_STUDY TEXT_

>>

9. I’m thinking of taking a short leave of absence from work. I am realizing that a) I’ve got a lot going on, b) my own mental health is starting to get sketchy, c) Hope needs more of me than I’m probably capable of providing despite the fact that we’re both in this house 24 hours a day and d) I’m starting to feel like I’m not quite burnt out, but my edges are pretty crispy. Not my hair edges, they look marvelous.

10. I want to spend all day under my weighted blanket looking at Italian greyhound reels on Instagram. I’m not sure how I tripped down that rabbit hole, but they really do crack me up. Oh and did I mention I also feel like failing at pet parenthood because I pulled a tick off of one of Yappy’s toes yesterday that, by its size, clearly had been on him for a few days.

We’ll see if I can keep up with this 10 things bit! 😊


In the Days After

So, a week in and I swear I’m ready to already write 2021 off.

Unless you live under a rock, you are aware that the US Capitol was overrun this week in a coup attempt.

Sigh.

Many moons ago, I worked on Capitol Hill in the House of Representatives. I was there for a little over a year as an intern, working for a member from a district similar to the one I grew up in. I primarily worked on tobacco and education policy. It was a plumb gig, as the special assistant to the president of my university recommended me for the position. It was only supposed to be for a semester, and it lasted a year.

I also interned on the Hill for a House Committee chair during my second year of college.

I went on to be an association lobbyist for nearly a decade, spending many days on Capitol Hill meeting with staff and Members on topics in my portfolio.

There is a certain mystique to the Capitol complex. There are tons of tunnels connecting all the buildings. Hidden doorways and chambers, a little subway on the Senate side. There almost always a bustle of people coming and going. Security is always tight; you had to go through metal detectors long before 9/11. There were places where you lowered your voice, more out of reverence than anything. It’s a special place; its representative government live and in real time.

There were lots of things I hated about working on the Hill, but I never forgot how fortunate I was to have been able to work there—It’s a place where careers are made. I often thought of the enslaved people who helped to build the complex and what their spirits must think about me being in that space. It gives me chills.

So, to see people literally climbing the walls of the Capitol building was really emotional. I have friends and colleagues who work there. My current beau works there. To see the space desecrated in ways that really were unthinkable was hard personally, but as an American—yo, WTF.

<<

_EXCERPTED RECORDS_
>>

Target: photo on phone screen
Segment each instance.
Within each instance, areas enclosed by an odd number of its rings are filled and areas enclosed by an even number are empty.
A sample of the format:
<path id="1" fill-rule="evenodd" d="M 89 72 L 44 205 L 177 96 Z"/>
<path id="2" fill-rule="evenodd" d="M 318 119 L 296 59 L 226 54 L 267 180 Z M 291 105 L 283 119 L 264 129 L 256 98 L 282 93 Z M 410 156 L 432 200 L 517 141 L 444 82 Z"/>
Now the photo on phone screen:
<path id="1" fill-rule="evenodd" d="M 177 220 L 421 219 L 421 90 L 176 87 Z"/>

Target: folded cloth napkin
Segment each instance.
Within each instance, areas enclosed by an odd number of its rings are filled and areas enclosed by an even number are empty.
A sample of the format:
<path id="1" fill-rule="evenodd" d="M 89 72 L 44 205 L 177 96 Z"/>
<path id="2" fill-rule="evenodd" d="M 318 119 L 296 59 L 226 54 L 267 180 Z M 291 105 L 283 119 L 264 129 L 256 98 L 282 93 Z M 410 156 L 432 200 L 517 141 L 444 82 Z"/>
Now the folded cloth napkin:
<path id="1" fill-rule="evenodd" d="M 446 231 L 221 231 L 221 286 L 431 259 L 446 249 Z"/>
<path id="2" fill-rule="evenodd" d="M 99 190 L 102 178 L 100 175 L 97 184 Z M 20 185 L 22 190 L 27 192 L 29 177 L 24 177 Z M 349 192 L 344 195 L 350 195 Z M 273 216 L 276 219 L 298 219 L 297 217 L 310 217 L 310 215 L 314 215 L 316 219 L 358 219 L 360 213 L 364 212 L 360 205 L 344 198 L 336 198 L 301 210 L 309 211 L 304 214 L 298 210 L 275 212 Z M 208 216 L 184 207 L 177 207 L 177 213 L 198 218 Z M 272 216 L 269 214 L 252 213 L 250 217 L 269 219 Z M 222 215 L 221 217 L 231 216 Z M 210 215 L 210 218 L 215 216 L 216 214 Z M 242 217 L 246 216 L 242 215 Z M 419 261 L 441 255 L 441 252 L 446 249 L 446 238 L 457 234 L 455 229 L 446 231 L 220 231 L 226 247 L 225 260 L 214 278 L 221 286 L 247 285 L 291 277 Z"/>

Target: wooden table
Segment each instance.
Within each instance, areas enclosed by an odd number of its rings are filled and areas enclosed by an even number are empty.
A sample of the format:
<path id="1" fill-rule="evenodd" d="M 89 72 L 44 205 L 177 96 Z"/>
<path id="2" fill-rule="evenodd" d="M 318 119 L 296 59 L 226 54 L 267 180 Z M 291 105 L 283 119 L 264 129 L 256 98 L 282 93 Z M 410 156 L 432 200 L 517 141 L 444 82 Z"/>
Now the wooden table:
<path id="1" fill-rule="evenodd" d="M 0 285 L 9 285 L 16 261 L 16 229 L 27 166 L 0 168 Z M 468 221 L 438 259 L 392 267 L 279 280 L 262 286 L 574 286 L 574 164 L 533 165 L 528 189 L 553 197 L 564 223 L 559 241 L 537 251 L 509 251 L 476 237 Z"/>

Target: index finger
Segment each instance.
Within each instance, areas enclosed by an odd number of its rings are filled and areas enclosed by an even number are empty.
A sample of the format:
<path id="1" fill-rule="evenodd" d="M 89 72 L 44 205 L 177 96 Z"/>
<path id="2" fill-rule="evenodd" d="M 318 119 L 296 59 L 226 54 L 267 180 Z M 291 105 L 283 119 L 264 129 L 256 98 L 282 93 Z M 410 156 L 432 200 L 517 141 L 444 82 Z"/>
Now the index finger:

<<

_TASK PROMPT_
Extend the personal post about the days after the Capitol was overrun, beginning right after its final paragraph.

_RESULT BELOW_
The news didn’t report how some of these folks urinated outside of offices. There are only a few pictures of the largely Black and brown custodial staff who had to clean up the horrendous mess folks left. They didn’t talk a much about how security rushed to save Members of congress, while staffers where left trying to barricade themselves in offices under siege. I saw staffers tweeting at their bosses in hopes of checking to see if everyone was ok.

And then of course there’s how easy it was for the Capitol to be overrun. Last summer, most of downtown was boarded up because of fear of possible damage to property. My office building has pretty much been boarded up since June given all the protests that have taken place. During the summer tanks and other military vehicles were all over downtown DC. It reminded me a lot of what it was like in the city right after 9/11.

But not this week. The National Guard didn’t get called up until well into the afternoon. Images show that insurgents were treated with patience and kindness throughout the afternoon. There’s lot of video and audio of these terrorists threatening and harming police—so I’m guessing all that Blue Lives Matter stuff is out the window. There is literally no explanation other than giving emotional White folks the benefit of the doubt that wasn’t afforded to protestors who just want law enforcement to stop extrajudicial killings of Black and brown folks. If you know DC, you know this is true.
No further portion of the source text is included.